WHAT YOU HAVE TO DO ->
Render the stretch of the records from the line containing "Draw the outline of every instance of the **white" through the end of the records as a Markdown table with the columns No. and Line. Give one row per line, skip blank lines, and leave the pictures out.

(Spatial annotation records)
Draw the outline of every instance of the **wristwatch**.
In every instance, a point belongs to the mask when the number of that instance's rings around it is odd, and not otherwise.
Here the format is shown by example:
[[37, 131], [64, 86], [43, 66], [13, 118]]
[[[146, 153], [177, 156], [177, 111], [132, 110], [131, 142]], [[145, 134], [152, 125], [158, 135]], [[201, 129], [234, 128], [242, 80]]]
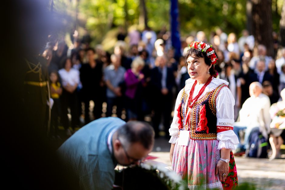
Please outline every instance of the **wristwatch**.
[[228, 160], [228, 159], [223, 159], [222, 158], [220, 158], [220, 160], [222, 161], [223, 161], [226, 163], [227, 163], [230, 161], [230, 160]]

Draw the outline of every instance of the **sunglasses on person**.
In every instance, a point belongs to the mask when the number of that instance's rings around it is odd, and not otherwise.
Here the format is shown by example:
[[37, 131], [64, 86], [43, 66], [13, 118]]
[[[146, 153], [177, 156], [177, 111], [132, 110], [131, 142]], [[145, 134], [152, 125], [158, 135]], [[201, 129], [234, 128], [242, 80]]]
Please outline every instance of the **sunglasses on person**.
[[120, 139], [119, 138], [118, 139], [118, 140], [120, 141], [121, 142], [121, 144], [122, 145], [122, 147], [123, 148], [123, 150], [124, 150], [124, 152], [125, 152], [125, 154], [126, 155], [126, 157], [127, 157], [127, 159], [128, 159], [128, 161], [130, 163], [134, 163], [136, 162], [139, 162], [141, 160], [143, 159], [143, 158], [138, 159], [137, 158], [135, 158], [131, 156], [130, 156], [129, 154], [128, 154], [128, 153], [127, 152], [127, 150], [126, 150], [126, 148], [124, 146], [124, 145], [123, 145], [123, 144], [122, 143], [122, 142], [120, 140]]

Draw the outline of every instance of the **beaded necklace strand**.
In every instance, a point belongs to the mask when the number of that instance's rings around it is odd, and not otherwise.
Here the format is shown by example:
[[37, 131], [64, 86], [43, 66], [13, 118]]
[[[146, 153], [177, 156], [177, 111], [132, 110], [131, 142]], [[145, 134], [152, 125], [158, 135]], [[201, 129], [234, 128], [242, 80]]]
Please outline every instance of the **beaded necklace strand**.
[[197, 101], [197, 100], [198, 99], [198, 98], [199, 97], [202, 95], [203, 93], [203, 92], [204, 92], [204, 91], [205, 90], [205, 89], [206, 88], [206, 87], [208, 86], [208, 85], [210, 84], [210, 83], [211, 82], [211, 81], [212, 81], [212, 78], [213, 78], [213, 76], [211, 76], [209, 78], [208, 78], [208, 80], [207, 81], [207, 82], [206, 82], [206, 83], [204, 84], [204, 85], [202, 87], [202, 88], [200, 90], [200, 91], [199, 91], [199, 93], [198, 93], [198, 94], [194, 98], [192, 98], [193, 97], [193, 94], [194, 93], [194, 89], [195, 88], [195, 86], [196, 86], [196, 85], [197, 83], [197, 81], [195, 80], [195, 82], [194, 82], [194, 84], [193, 84], [193, 86], [192, 86], [192, 88], [191, 88], [191, 90], [190, 91], [190, 92], [189, 93], [189, 100], [188, 101], [188, 104], [187, 105], [187, 107], [190, 107], [190, 108], [191, 109], [193, 107], [193, 105], [194, 105], [194, 104], [195, 104], [195, 103], [196, 103], [196, 102]]

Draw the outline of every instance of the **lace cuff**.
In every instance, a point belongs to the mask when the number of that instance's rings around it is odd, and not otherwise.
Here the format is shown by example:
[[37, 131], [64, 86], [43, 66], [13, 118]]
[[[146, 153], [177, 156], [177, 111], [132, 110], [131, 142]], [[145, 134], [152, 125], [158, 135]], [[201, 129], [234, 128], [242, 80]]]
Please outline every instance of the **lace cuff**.
[[[171, 139], [170, 139], [171, 140]], [[233, 145], [233, 143], [230, 140], [220, 141], [219, 142], [218, 150], [220, 150], [222, 148], [229, 148], [232, 150], [234, 150], [236, 149]]]
[[170, 140], [169, 140], [168, 142], [172, 144], [175, 144], [176, 143], [177, 139], [178, 139], [178, 137], [173, 136], [171, 136], [171, 137], [170, 138]]

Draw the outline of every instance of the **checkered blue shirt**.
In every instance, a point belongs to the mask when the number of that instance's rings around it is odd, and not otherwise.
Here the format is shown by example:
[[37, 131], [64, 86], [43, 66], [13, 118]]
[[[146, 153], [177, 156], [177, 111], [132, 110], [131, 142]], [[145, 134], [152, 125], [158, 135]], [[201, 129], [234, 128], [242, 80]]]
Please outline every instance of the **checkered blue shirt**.
[[111, 189], [117, 163], [107, 145], [108, 136], [125, 122], [117, 118], [96, 120], [68, 139], [58, 152], [68, 174], [74, 175], [80, 189]]

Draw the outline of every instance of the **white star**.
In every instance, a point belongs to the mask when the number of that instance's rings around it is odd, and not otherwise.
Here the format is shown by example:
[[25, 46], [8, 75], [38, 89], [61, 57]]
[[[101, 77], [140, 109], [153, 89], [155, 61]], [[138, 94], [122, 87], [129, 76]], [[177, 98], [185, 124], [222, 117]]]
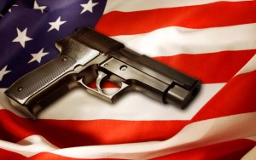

THE COMPLETED TASK ->
| No. | Line |
|---|---|
| 1 | Draw the outline of every instance of the **white star**. |
| 2 | In every instance, a point belongs to the mask when the number of that instance's rings around it is odd, and not otherwise. |
| 3 | Here the format is shown by example: |
| 4 | [[25, 46], [8, 75], [38, 89], [61, 57]] |
| 5 | [[[101, 77], [140, 109], [153, 89], [155, 61]], [[138, 94], [122, 87], [129, 76]], [[177, 98], [185, 124], [222, 117]]] |